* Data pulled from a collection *
◆ ◆ ◆ ◆ ◆

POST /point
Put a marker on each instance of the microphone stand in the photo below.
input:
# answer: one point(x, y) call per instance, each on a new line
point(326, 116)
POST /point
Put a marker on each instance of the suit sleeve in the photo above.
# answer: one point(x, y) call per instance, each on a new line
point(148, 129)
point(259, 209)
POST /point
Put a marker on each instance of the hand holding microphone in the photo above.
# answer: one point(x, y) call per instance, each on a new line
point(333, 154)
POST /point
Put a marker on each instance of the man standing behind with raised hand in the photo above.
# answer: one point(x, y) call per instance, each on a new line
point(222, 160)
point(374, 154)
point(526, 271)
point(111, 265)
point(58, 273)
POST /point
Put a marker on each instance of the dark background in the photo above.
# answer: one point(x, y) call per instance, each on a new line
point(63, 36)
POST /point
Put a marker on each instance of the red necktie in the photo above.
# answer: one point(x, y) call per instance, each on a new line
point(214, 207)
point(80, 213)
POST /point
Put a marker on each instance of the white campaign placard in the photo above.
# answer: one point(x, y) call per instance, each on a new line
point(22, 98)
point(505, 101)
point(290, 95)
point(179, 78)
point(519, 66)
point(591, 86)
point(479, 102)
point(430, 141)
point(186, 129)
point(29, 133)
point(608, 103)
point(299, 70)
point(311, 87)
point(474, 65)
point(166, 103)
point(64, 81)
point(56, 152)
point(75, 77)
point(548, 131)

◆ ◆ ◆ ◆ ◆

* Goal *
Copy the records above line for line, with no changes.

* Exercise answer *
POST /point
Put a marker on each instance of the microphone stand in the photo below.
input:
# answer: one point(x, y) call per instance, each on a new line
point(326, 116)
POST /point
Put a marker on each instance of the suit sleeve in the photo above.
# answer: one point(x, y) call per instance, each on a new line
point(148, 129)
point(259, 209)
POST /point
Put a marker on each instance of the hand holding microphone in the photo above.
# answer: one point(x, y) call per instance, each on a new line
point(333, 154)
POST /point
Put a marker on each instance of the man standing behind with raised hand in the photo above.
# answer: one point(x, y) call per instance, each on a new line
point(222, 160)
point(374, 154)
point(526, 271)
point(111, 265)
point(58, 273)
POST /point
Put a marker on each instance of the dark background in the photo above.
# answer: one point(x, y) call per instance, each on a new line
point(63, 36)
POST /point
Put a marker on each instance of the red necktie in the photo above.
# answer: one point(x, y) call per instance, each on a new line
point(214, 207)
point(80, 213)
POST /point
Put a marker on each instance of the white campaign placard in the photo above.
# answer: one point(x, y) call per instance, each on a new line
point(22, 98)
point(505, 101)
point(290, 95)
point(179, 78)
point(519, 66)
point(591, 86)
point(479, 102)
point(430, 141)
point(186, 129)
point(29, 133)
point(608, 103)
point(299, 70)
point(311, 87)
point(474, 65)
point(166, 103)
point(64, 81)
point(56, 152)
point(75, 77)
point(548, 131)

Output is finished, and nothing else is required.